Excerpts from the location annotation dataset
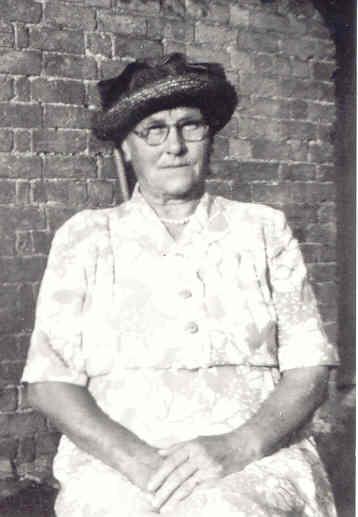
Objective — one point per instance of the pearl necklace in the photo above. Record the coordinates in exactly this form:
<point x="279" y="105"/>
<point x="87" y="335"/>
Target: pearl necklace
<point x="179" y="222"/>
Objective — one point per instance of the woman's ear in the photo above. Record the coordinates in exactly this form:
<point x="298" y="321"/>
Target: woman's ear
<point x="126" y="151"/>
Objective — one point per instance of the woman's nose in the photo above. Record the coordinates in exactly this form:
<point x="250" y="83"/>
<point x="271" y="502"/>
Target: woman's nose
<point x="175" y="141"/>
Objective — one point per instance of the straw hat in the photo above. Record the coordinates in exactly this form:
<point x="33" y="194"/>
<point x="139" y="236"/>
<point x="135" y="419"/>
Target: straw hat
<point x="145" y="87"/>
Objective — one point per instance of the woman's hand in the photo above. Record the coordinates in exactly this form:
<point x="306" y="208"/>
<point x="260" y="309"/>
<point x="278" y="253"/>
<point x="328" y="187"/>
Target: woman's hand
<point x="202" y="460"/>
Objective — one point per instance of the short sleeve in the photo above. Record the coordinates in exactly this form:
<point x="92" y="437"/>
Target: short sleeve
<point x="302" y="341"/>
<point x="55" y="352"/>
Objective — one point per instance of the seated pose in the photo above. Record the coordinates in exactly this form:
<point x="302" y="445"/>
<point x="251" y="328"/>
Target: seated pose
<point x="177" y="343"/>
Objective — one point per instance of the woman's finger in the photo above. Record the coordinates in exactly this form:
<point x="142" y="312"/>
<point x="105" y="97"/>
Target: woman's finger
<point x="182" y="492"/>
<point x="173" y="483"/>
<point x="170" y="464"/>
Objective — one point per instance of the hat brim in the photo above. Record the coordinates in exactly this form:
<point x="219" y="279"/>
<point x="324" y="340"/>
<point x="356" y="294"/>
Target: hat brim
<point x="217" y="99"/>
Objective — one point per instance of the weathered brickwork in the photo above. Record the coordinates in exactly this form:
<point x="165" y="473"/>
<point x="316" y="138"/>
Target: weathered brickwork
<point x="277" y="149"/>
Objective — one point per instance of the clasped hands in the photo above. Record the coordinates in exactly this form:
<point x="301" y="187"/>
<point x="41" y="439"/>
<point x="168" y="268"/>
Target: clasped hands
<point x="189" y="464"/>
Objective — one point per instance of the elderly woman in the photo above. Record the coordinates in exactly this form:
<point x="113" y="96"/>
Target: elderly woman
<point x="177" y="343"/>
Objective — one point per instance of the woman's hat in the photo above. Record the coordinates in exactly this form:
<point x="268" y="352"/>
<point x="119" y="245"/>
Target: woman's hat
<point x="145" y="87"/>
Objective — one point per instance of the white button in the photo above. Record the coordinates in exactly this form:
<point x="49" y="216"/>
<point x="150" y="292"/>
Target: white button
<point x="192" y="327"/>
<point x="185" y="293"/>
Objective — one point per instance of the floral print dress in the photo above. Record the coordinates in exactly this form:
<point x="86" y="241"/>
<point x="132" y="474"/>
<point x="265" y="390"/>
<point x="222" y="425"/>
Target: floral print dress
<point x="179" y="339"/>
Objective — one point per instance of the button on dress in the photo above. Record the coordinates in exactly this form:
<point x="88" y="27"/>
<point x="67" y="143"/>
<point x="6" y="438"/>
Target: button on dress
<point x="179" y="339"/>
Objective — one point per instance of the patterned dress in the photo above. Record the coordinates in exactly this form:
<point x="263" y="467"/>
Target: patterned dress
<point x="179" y="339"/>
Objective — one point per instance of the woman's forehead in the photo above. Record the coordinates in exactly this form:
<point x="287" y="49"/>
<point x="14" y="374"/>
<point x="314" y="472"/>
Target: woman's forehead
<point x="173" y="115"/>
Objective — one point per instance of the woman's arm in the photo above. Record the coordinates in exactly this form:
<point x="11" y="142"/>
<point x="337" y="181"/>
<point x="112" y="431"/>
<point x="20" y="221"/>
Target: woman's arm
<point x="299" y="393"/>
<point x="76" y="414"/>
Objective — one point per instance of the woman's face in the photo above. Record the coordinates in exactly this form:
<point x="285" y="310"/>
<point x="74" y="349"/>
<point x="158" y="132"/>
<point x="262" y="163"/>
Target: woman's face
<point x="175" y="169"/>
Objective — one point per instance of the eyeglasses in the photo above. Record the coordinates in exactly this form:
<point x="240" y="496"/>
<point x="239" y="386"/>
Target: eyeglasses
<point x="190" y="131"/>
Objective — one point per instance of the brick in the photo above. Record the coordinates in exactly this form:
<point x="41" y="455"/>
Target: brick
<point x="173" y="46"/>
<point x="69" y="193"/>
<point x="7" y="247"/>
<point x="10" y="373"/>
<point x="26" y="450"/>
<point x="47" y="443"/>
<point x="257" y="41"/>
<point x="298" y="172"/>
<point x="300" y="68"/>
<point x="322" y="272"/>
<point x="60" y="141"/>
<point x="204" y="53"/>
<point x="323" y="233"/>
<point x="178" y="31"/>
<point x="75" y="67"/>
<point x="6" y="88"/>
<point x="52" y="91"/>
<point x="100" y="193"/>
<point x="7" y="36"/>
<point x="213" y="11"/>
<point x="137" y="48"/>
<point x="76" y="17"/>
<point x="271" y="22"/>
<point x="256" y="85"/>
<point x="324" y="71"/>
<point x="243" y="61"/>
<point x="220" y="148"/>
<point x="321" y="152"/>
<point x="298" y="109"/>
<point x="240" y="149"/>
<point x="8" y="399"/>
<point x="121" y="24"/>
<point x="264" y="63"/>
<point x="8" y="448"/>
<point x="94" y="3"/>
<point x="16" y="62"/>
<point x="20" y="115"/>
<point x="23" y="140"/>
<point x="299" y="130"/>
<point x="312" y="193"/>
<point x="205" y="33"/>
<point x="69" y="167"/>
<point x="99" y="44"/>
<point x="41" y="241"/>
<point x="20" y="218"/>
<point x="174" y="8"/>
<point x="7" y="191"/>
<point x="322" y="113"/>
<point x="21" y="425"/>
<point x="24" y="244"/>
<point x="265" y="107"/>
<point x="239" y="16"/>
<point x="257" y="171"/>
<point x="22" y="192"/>
<point x="327" y="213"/>
<point x="111" y="68"/>
<point x="47" y="38"/>
<point x="6" y="140"/>
<point x="75" y="117"/>
<point x="273" y="195"/>
<point x="6" y="469"/>
<point x="326" y="173"/>
<point x="258" y="128"/>
<point x="21" y="35"/>
<point x="56" y="216"/>
<point x="144" y="6"/>
<point x="21" y="11"/>
<point x="12" y="166"/>
<point x="22" y="89"/>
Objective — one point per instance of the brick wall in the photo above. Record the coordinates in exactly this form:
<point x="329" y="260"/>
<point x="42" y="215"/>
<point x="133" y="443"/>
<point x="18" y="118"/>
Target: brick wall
<point x="276" y="150"/>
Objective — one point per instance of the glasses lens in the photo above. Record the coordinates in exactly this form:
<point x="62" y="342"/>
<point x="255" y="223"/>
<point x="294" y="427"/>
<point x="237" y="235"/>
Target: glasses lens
<point x="194" y="131"/>
<point x="156" y="135"/>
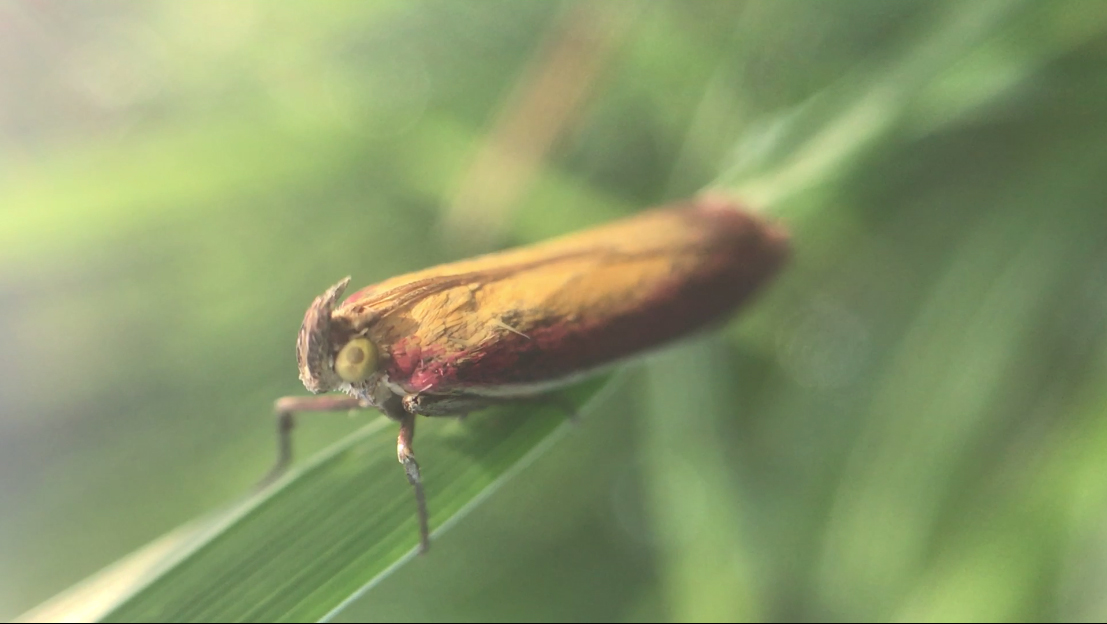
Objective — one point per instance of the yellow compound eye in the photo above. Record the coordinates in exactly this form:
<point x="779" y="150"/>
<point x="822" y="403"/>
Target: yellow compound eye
<point x="357" y="361"/>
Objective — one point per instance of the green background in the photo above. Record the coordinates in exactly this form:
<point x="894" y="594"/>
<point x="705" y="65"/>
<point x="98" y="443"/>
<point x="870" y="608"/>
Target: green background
<point x="908" y="426"/>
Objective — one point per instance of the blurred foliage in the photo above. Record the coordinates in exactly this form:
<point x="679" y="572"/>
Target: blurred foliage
<point x="909" y="426"/>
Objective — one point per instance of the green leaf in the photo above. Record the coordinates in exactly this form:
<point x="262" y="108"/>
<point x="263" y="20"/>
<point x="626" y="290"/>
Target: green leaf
<point x="332" y="529"/>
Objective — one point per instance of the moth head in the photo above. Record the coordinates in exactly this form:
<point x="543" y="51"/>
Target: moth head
<point x="330" y="354"/>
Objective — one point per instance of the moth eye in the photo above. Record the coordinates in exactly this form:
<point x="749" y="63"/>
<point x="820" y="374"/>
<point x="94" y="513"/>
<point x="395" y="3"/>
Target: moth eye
<point x="357" y="361"/>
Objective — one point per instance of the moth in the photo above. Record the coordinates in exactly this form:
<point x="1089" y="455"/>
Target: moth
<point x="520" y="323"/>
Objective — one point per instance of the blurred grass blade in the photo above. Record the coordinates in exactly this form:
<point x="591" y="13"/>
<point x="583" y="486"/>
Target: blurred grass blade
<point x="332" y="529"/>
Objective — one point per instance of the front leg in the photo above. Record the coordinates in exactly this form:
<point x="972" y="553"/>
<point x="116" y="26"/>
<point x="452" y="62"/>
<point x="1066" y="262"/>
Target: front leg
<point x="394" y="408"/>
<point x="286" y="409"/>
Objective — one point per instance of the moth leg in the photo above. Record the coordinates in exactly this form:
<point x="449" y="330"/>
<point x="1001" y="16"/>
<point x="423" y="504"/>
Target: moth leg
<point x="394" y="408"/>
<point x="406" y="457"/>
<point x="286" y="409"/>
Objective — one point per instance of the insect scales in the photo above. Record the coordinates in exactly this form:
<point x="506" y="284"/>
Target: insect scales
<point x="520" y="323"/>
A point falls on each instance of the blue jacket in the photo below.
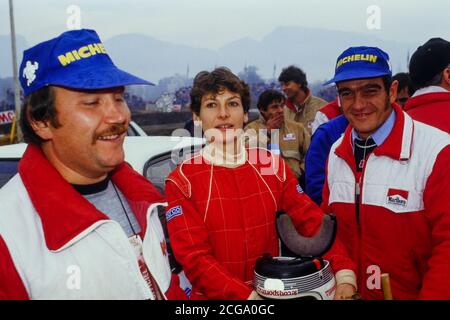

§ **Aim of the task**: Count the lines of the records above that contain the string "sleeve" and give only the number.

§ **Output of the exercise**: 2